> [Goal]: Please copy out the data below word for word, beginning at the line that contains "of the palm" and continuing through the last line of the data.
--- begin Data lines ---
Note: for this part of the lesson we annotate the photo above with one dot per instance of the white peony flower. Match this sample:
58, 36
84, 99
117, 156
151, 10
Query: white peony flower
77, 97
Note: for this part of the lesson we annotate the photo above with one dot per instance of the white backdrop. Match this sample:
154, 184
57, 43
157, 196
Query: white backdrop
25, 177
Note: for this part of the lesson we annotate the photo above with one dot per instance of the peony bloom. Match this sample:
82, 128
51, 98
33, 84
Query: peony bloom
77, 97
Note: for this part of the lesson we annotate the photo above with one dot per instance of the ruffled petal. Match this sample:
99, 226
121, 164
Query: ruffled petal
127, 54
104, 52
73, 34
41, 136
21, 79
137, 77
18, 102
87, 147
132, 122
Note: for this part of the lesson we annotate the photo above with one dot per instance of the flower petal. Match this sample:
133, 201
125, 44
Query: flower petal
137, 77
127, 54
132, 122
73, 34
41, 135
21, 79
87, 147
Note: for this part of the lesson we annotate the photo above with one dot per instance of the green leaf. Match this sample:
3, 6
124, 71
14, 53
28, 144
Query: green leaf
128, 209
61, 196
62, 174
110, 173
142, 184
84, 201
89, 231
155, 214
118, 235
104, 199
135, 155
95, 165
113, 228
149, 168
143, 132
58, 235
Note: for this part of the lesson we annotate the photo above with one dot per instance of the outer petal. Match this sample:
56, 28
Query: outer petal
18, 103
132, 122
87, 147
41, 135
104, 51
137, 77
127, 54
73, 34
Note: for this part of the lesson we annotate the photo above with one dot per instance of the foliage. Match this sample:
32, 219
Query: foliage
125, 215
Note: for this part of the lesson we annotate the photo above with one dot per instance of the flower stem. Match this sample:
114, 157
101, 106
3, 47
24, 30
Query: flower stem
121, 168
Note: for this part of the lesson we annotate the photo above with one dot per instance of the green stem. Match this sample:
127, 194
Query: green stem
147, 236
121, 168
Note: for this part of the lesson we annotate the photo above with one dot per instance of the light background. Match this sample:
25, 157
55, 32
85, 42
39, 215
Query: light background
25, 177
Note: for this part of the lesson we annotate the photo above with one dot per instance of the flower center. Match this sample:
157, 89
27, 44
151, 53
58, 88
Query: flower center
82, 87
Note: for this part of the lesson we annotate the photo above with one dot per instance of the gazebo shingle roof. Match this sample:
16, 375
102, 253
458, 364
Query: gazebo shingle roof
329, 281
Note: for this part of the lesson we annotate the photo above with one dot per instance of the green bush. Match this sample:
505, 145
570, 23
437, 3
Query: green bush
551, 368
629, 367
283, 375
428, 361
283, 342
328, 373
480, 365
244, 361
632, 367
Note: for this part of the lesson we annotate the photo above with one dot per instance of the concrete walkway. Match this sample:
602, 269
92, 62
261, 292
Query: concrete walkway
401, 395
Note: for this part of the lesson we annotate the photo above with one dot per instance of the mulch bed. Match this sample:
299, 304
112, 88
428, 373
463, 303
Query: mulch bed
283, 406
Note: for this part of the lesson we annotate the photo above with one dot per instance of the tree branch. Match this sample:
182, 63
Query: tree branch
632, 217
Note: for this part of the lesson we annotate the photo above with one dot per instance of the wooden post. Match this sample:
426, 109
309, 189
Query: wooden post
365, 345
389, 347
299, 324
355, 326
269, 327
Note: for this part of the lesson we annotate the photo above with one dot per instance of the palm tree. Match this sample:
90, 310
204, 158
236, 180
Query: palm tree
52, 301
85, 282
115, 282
--- end Data lines ---
> [Written response]:
Note: for this part of the lesson we annotate the photo above with one dot per instance of the palm tree. Match this sample:
90, 310
204, 158
236, 180
Query: palm tree
52, 301
85, 282
115, 282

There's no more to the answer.